**Work to be completed**
Locate the line bearing "Target: garage ceiling" in the material below, then reproduce it and each following line up to and including the line bearing "Guideline: for every instance of the white wall, the".

**Data supplied**

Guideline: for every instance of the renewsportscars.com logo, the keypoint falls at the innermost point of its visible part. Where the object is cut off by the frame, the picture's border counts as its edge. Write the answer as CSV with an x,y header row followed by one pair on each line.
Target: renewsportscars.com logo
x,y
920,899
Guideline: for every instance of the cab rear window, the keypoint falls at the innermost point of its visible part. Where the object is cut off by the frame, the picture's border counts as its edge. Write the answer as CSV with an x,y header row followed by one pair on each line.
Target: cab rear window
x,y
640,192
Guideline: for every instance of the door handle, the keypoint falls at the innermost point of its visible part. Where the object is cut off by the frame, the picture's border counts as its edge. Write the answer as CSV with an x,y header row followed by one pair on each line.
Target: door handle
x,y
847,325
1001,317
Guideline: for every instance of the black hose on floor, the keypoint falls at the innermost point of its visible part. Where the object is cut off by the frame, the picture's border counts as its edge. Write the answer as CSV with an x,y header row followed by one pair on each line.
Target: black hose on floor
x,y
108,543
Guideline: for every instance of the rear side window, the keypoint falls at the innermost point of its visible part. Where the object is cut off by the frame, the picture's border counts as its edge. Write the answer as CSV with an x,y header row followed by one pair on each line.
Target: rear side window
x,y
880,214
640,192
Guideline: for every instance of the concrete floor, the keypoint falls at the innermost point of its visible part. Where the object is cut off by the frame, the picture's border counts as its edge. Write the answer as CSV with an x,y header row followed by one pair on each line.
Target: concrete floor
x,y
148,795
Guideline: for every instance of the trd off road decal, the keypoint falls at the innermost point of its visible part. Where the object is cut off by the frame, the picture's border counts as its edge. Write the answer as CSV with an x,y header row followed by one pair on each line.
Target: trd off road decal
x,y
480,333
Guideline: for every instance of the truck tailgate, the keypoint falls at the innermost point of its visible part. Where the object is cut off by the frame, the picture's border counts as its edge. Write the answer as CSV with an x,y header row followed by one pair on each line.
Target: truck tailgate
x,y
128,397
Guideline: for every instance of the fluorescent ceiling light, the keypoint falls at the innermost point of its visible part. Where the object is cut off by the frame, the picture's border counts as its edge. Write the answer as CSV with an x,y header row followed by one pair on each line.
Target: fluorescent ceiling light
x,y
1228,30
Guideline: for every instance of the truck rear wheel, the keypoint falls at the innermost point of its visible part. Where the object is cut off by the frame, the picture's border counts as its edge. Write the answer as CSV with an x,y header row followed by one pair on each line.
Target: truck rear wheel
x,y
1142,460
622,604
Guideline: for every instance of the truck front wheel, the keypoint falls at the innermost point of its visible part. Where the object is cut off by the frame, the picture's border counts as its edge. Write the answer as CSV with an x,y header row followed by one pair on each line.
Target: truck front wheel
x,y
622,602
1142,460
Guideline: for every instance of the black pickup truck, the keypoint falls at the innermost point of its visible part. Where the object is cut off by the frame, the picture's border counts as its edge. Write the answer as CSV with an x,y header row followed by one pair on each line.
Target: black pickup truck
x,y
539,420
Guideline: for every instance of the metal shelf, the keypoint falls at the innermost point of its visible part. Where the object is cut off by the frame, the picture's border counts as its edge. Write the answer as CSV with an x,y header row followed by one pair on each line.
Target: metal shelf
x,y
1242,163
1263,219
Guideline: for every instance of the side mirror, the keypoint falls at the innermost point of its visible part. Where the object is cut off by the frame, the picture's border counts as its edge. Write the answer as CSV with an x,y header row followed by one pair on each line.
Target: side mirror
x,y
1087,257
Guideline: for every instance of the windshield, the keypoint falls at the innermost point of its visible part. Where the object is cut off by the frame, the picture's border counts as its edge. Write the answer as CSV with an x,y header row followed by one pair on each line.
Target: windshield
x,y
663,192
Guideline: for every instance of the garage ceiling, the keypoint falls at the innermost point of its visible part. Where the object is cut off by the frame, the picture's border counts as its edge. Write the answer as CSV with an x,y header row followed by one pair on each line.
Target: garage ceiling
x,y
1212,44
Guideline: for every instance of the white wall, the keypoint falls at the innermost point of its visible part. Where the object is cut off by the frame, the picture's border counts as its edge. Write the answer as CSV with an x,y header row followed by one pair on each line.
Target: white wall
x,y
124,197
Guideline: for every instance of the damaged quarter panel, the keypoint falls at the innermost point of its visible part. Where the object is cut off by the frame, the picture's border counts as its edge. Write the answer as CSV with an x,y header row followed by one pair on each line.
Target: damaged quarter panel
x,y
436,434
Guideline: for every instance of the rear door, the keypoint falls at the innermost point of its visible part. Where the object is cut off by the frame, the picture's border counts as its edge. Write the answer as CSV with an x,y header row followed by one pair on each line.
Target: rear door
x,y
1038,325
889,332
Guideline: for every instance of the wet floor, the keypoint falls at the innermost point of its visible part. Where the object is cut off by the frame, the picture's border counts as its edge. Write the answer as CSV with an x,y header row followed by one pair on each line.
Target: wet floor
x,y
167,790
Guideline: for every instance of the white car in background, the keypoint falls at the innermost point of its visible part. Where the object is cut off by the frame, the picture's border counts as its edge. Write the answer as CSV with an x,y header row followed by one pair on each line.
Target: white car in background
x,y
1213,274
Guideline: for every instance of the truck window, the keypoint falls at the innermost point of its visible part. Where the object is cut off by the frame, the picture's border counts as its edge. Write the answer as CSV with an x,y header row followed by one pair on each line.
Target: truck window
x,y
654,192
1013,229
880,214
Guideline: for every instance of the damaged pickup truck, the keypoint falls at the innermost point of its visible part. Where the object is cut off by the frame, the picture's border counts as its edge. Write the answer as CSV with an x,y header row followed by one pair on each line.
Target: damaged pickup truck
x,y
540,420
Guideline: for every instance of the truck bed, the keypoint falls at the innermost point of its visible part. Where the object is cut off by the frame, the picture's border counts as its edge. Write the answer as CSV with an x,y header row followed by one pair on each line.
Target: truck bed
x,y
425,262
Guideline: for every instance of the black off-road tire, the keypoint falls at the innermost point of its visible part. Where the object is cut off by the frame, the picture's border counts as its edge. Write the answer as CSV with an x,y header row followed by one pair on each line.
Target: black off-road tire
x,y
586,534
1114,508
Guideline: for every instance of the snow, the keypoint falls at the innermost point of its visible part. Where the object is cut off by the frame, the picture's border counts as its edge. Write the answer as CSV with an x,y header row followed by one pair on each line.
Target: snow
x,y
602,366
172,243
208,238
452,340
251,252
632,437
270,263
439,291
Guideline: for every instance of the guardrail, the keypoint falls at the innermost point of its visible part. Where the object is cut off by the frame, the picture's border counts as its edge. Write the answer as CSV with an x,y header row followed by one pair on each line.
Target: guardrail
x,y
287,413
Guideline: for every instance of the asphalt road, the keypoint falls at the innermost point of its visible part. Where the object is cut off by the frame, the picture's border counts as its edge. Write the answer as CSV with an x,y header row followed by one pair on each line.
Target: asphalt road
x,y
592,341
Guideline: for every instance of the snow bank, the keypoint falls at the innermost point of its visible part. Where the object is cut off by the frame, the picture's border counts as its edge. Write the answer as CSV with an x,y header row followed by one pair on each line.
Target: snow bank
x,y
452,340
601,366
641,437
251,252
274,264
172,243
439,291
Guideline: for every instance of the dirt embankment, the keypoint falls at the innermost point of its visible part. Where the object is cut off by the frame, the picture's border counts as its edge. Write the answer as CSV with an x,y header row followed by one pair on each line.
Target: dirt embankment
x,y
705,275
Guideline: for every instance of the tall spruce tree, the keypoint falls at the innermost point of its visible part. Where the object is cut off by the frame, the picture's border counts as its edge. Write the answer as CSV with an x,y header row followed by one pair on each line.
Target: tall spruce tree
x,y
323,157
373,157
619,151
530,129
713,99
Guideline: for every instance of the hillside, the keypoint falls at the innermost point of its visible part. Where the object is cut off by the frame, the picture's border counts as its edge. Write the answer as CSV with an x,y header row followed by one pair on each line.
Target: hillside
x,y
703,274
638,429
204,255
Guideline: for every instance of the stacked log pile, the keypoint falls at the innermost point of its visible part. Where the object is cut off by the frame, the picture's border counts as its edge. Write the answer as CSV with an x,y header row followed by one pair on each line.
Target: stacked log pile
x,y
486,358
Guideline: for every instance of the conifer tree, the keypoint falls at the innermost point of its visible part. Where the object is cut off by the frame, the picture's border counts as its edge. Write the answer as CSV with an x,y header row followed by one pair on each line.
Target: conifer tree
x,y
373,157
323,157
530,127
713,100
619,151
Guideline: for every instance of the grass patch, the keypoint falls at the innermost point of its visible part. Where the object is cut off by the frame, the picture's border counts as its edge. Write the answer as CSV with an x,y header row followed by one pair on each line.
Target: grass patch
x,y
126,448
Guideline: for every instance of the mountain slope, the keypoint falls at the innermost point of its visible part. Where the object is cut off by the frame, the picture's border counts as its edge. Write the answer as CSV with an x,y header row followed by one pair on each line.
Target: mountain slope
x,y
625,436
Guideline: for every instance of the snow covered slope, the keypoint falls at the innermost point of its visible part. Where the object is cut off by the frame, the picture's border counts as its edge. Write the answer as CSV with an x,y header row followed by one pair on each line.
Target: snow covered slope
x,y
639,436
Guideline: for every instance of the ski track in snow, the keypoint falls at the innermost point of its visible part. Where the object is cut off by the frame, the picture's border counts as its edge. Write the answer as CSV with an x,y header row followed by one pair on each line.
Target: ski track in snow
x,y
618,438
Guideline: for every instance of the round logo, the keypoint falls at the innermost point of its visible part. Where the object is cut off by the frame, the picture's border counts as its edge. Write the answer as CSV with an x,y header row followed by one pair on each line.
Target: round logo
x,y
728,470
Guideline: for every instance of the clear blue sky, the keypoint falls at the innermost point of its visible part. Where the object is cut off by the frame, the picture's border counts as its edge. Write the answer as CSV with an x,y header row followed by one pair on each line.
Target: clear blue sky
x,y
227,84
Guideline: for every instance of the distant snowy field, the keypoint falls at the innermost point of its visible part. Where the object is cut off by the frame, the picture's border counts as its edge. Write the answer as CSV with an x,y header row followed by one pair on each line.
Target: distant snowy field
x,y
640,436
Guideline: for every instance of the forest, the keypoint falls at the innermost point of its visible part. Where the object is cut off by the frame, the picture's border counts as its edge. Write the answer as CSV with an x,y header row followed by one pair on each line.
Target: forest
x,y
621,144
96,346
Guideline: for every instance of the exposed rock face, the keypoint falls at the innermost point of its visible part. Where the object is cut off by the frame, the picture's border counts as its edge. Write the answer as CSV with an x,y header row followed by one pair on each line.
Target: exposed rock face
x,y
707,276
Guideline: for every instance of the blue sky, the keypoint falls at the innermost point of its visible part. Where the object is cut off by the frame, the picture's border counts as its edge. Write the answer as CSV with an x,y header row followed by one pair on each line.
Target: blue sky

**Exercise response**
Target: garage ceiling
x,y
1212,44
Guideline: for every instance of the white wall, the keypoint falls at the innermost point of its visible part. Where the object is cut off by the frame, the picture's border counts as its edge. Write the answer as CSV with an x,y header row followed by one pair on each line.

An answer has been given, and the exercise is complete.